• EXCERPT:

BEGIN

One thing is certain today would be a highly volatile day for 1) today is the Budget day, 2) this is a long weekend for Indian market since Monday is a holiday due to Holi festival, and 3) the last settlement in F&O has been one of the flattest in recent memory. We can say that the market is actually looking for an outlet to release its coiled-up energy, and what could be a better opportunity to do it than to express its reaction to the most important annual government announcement in the form of the Union Budget.

I agree with the BloombergUTV channel’s stocks editor, Rahul Arora, that in all likelihood today we might see a test of the range between 4700 and 4950. He is also right, perhaps, in saying that if the boundaries of either 4700 or 4950 are not tested today it would not be tested in the near future as well. Think about it: market is either happy or disappointed with the budgetary provisions and the directions given by the Finance Minister for the fiscal policy going forward and the market must express today itself since it is a fast discounting mechanism. While we may analyze the Budget threadbare for the next three days starting tomorrow at our leisure, no speculator would like to keep things hanging for such a long length of time. It would be rather too risky to do so. Thus, whatever happens we would, in all probability, see wild mood swings during the trading session.

Coming to talk about the levels we should be watching like a hawk are 4826 on the downside and 4891 on the upside. If the Nifty stays below 4826, chances are would see a sell-off that might take it down to test 4762 as the first destination. This is likely to be a strong support level; however, if it is broken then the Nifty tests its 200-day EMA at 4731 for the first time in the last 10 months. Any breakdown below the support area between 4731 and 4719 would take it below 4700 and the Nifty then would seek support at the 200-day Simple Moving Average located at 4677; however, even if there were to be a wild swing we do not think that the Nifty would break the support at 4649 today. This is kind of a Chinese Wall for if is broken our market cracks like nobody’s business. And any breakdown below 4584 would mean bears engraving their dominance very firmly. These are levels to watch out for on the downside today and in the next few days.

END

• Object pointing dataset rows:
BEGIN

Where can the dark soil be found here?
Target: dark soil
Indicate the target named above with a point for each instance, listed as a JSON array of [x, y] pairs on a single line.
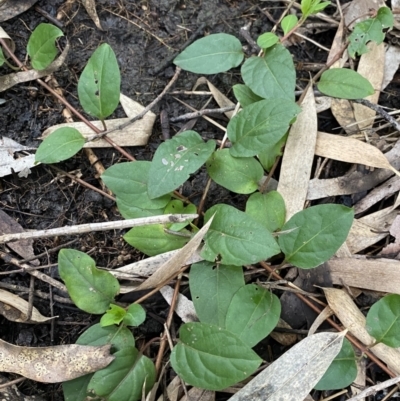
[[143, 34]]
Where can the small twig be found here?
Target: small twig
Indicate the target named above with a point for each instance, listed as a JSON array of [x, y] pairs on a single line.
[[200, 113], [392, 121], [87, 228], [374, 389], [142, 113]]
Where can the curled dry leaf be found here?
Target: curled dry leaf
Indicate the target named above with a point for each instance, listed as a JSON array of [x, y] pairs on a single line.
[[7, 81], [15, 309], [53, 364]]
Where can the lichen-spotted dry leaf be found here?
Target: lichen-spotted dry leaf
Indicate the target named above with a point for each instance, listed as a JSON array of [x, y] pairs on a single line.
[[136, 134], [350, 150], [173, 265], [53, 364], [298, 157], [293, 375], [90, 6], [15, 309], [354, 320]]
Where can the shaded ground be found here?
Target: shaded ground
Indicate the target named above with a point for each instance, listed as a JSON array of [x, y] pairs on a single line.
[[143, 35]]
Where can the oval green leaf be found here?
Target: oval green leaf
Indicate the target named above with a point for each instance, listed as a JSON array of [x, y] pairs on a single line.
[[267, 39], [315, 234], [342, 371], [99, 83], [153, 240], [125, 377], [244, 95], [383, 320], [62, 144], [119, 337], [91, 289], [238, 174], [344, 84], [259, 126], [175, 160], [212, 358], [269, 209], [41, 45], [288, 23], [272, 76], [253, 314], [129, 182], [212, 54], [212, 288], [236, 239]]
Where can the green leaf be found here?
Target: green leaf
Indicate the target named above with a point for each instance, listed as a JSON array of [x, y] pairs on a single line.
[[236, 238], [212, 358], [315, 234], [342, 371], [272, 76], [119, 337], [269, 209], [135, 315], [260, 125], [288, 23], [99, 83], [267, 39], [245, 95], [62, 144], [129, 182], [132, 212], [385, 16], [175, 160], [211, 55], [153, 240], [124, 378], [114, 315], [238, 174], [91, 289], [212, 288], [344, 84], [176, 206], [253, 314], [268, 156], [383, 320], [41, 45], [2, 58]]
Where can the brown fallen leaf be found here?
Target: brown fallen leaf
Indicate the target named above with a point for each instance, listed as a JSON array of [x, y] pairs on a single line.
[[15, 309], [353, 319], [53, 364], [298, 157]]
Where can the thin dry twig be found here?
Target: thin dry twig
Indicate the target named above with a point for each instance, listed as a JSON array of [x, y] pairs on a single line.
[[109, 225]]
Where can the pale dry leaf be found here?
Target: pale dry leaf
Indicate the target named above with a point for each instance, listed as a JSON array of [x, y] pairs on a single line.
[[298, 157], [296, 372], [219, 97], [184, 307], [285, 339], [15, 309], [53, 364], [371, 274], [370, 229], [372, 67], [23, 248], [350, 150], [9, 80], [326, 312], [173, 265], [90, 6], [136, 134], [353, 319], [392, 63]]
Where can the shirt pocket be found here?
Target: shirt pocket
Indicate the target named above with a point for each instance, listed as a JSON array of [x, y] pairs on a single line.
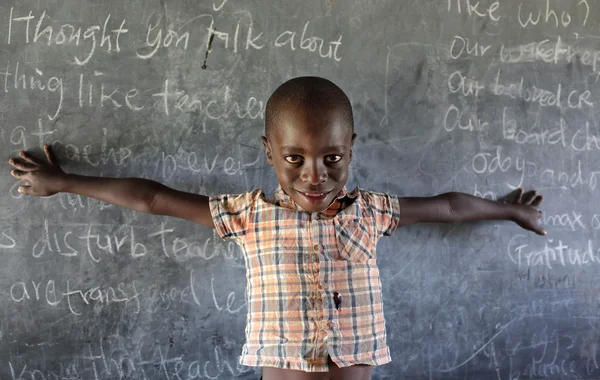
[[354, 237]]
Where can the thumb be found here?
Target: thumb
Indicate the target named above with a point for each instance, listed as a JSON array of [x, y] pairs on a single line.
[[539, 230]]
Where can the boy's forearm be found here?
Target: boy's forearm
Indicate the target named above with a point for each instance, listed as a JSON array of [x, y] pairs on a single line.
[[132, 193], [464, 207]]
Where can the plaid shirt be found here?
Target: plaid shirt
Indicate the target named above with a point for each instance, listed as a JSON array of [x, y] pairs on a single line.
[[313, 286]]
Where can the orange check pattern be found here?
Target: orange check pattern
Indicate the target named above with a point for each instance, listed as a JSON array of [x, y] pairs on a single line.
[[298, 265]]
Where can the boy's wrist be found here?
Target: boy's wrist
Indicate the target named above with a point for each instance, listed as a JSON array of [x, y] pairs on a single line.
[[65, 182]]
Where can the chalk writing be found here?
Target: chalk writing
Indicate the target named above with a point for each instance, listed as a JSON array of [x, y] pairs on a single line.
[[552, 254], [553, 51], [549, 16], [93, 155], [228, 306], [456, 118], [528, 170], [6, 240], [157, 37], [68, 34], [172, 165], [26, 79], [464, 46], [73, 295], [170, 99], [473, 8], [312, 44]]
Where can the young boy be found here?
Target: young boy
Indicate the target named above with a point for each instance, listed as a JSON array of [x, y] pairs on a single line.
[[314, 293]]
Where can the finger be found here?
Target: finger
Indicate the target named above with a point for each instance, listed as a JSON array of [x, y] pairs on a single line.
[[518, 195], [537, 201], [529, 197], [31, 159], [17, 174], [50, 155], [22, 166], [27, 190]]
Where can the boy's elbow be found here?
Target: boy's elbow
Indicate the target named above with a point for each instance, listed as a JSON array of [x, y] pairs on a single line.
[[453, 207]]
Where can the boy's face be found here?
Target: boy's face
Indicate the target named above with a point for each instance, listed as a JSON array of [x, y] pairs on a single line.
[[310, 151]]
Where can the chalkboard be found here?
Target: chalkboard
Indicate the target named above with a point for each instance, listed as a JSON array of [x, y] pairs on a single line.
[[474, 96]]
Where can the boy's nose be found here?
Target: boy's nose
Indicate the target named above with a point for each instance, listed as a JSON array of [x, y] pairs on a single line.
[[314, 174]]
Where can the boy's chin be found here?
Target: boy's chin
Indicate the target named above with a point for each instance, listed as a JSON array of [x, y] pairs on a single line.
[[313, 204]]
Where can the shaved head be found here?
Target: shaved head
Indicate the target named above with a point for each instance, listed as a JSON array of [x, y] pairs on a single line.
[[306, 95]]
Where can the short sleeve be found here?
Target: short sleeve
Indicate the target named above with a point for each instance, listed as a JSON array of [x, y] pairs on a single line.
[[386, 211], [230, 213]]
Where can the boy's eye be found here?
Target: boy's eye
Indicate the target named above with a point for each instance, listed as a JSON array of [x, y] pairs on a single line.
[[293, 159], [333, 158]]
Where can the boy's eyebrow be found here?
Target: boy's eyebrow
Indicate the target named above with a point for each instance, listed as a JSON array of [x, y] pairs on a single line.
[[301, 150]]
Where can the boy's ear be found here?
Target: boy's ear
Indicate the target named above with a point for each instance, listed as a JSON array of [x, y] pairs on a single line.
[[267, 150], [352, 144]]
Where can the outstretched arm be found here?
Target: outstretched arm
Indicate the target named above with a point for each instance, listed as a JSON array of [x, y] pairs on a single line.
[[47, 178], [460, 207]]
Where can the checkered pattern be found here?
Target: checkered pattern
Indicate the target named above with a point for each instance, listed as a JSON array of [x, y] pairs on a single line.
[[295, 262]]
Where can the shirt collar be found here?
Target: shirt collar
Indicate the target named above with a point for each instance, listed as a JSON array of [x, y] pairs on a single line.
[[285, 200]]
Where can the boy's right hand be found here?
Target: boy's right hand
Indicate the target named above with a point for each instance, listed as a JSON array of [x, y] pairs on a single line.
[[44, 178]]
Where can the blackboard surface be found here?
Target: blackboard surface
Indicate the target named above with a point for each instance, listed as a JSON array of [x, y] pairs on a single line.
[[459, 95]]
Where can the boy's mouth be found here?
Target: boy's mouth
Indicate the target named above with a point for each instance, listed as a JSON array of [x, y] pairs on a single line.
[[314, 197]]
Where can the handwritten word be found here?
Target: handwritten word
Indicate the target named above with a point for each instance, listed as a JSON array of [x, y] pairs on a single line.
[[490, 163], [596, 221], [252, 41], [164, 299], [551, 254], [184, 249], [582, 140], [65, 243], [485, 194], [113, 358], [228, 307], [91, 94], [550, 51], [312, 44], [22, 291], [184, 161], [533, 94], [487, 163], [69, 34], [74, 202], [536, 134], [6, 240], [94, 156], [455, 118], [462, 45], [171, 98], [572, 220], [24, 79], [547, 15], [547, 280], [458, 83], [472, 8], [18, 137], [155, 39], [563, 179]]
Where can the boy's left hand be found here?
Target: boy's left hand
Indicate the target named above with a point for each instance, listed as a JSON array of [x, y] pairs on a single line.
[[527, 214]]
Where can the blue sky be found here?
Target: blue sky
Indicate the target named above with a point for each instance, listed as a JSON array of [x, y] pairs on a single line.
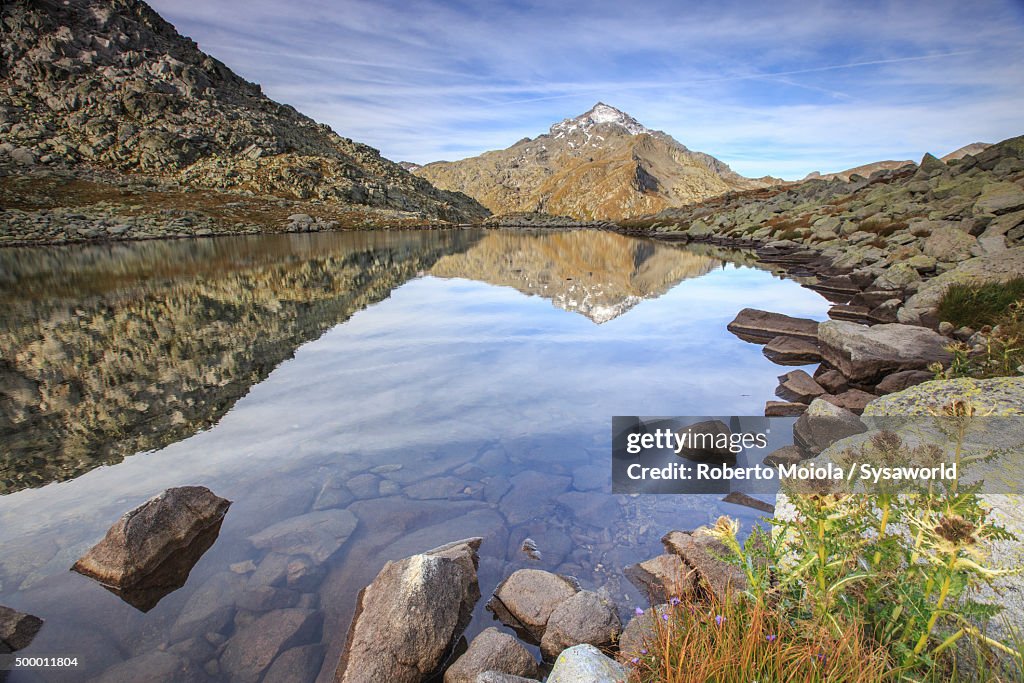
[[779, 87]]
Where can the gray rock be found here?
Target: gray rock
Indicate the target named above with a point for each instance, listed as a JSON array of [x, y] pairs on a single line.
[[832, 381], [499, 677], [16, 629], [999, 198], [585, 617], [792, 351], [787, 455], [823, 424], [799, 387], [153, 667], [867, 353], [143, 538], [586, 664], [411, 616], [317, 535], [640, 633], [662, 578], [493, 650], [902, 380], [702, 552], [251, 650], [761, 326], [527, 597]]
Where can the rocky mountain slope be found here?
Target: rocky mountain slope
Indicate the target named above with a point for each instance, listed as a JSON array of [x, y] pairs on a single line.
[[112, 85], [889, 244], [600, 165], [600, 276]]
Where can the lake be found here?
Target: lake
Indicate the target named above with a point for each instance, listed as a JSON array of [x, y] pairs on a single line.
[[435, 384]]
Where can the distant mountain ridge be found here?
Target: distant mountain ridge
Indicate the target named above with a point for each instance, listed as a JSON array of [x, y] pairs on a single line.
[[111, 84], [602, 164]]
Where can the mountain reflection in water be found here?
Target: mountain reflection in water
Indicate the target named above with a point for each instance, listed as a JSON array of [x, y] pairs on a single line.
[[107, 351]]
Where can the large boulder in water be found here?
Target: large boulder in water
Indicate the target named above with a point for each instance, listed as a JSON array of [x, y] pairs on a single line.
[[409, 620], [145, 537], [867, 353]]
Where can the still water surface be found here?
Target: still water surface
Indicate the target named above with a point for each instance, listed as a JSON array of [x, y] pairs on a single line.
[[436, 385]]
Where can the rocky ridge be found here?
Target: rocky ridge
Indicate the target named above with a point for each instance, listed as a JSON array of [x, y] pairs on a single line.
[[109, 84], [601, 165]]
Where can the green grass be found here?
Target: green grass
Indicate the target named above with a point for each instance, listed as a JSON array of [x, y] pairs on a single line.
[[976, 306]]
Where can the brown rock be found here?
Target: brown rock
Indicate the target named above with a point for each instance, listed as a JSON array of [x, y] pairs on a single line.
[[787, 455], [865, 353], [253, 648], [662, 578], [640, 634], [833, 381], [700, 551], [779, 409], [142, 539], [493, 650], [799, 387], [411, 616], [853, 399], [16, 629], [902, 380], [526, 598], [761, 326], [585, 617], [792, 351]]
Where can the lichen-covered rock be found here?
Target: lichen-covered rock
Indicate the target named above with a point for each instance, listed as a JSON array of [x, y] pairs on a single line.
[[143, 538], [998, 396], [586, 664], [704, 553], [16, 630], [823, 424]]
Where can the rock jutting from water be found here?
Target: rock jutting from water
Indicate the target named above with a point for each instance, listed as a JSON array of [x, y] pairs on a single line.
[[138, 543]]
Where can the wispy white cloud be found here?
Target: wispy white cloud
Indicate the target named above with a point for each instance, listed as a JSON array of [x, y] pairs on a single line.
[[781, 88]]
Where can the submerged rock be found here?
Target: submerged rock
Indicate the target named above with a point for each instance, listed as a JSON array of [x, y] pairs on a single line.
[[762, 326], [409, 620], [586, 664], [526, 599], [317, 535], [700, 552], [496, 651], [16, 630], [142, 539]]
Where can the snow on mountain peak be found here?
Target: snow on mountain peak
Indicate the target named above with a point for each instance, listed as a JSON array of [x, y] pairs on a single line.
[[600, 113]]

END

• TASK LIST:
**a.** According to the Budget-day market commentary, what level does the Nifty's 200-day EMA sit at?
**b.** List every reason the Budget-day market commentary gives for expecting a highly volatile trading day.
**c.** Carry on the Budget-day market commentary from its last sentence.

• RESPONSES IN ORDER:
**a.** 4731

**b.**
- It is the Budget day.
- It is a long weekend for the Indian market, since Monday is a holiday for the Holi festival.
- The last settlement in F&O has been one of the flattest in recent memory.

**c.**
On the upside, if we manage to put the Nifty beyond 4891 decisively the next significant level would not be 4913, it would be 4945. The range between 4934 and 4945 would clearly decide that what happens to the shorts which had mostly enjoyed the field day all this while. If the Nifty moves above 4945 and stays there bears would suffer in a big way since our market going down is just like a chronicle of a death foretold. There would be rampant short covering.

We believe March clearing is going to be one clearing where most option writers would lose their money earned in the last couple of months unless they hedge it properly for this clearing has always been known to be a directional one as opposed to be a range bound one. Here, all kinds of high falutin mathematical finance based algorithmic trading oriented option strategies are likely to face a black swan event in March. Be on your guard, if you want to write (sell) options this clearing.

Further up above 4950, the resistance levels are 4993 and 5020.

Rajat K. Bose

Notes:
* All prices relate to the NSE, unless otherwise mentioned.
*

Stop-loss levels are given so that there is a level below/above, which the market will tell us that the call has gone wrong. Stop-loss is an essential risk control mechanism; it should always be there.

*

Book, at least, part profits when the prices reach their targets; if you continue to hold on to positions then use trailing stops to lock in your profits.

*

Don't chase a stock, if you are unable to buy a stock because it hits circuit levels on successive days, don't buy that.

* The analyst and his clients may or may not have positions in the securities mentioned above.
*

Trading involves considerable risk. Trade at your own risk to the extent you are comfortable. The analyst shall not be responsible for any losses incurred for acting on these recommendations.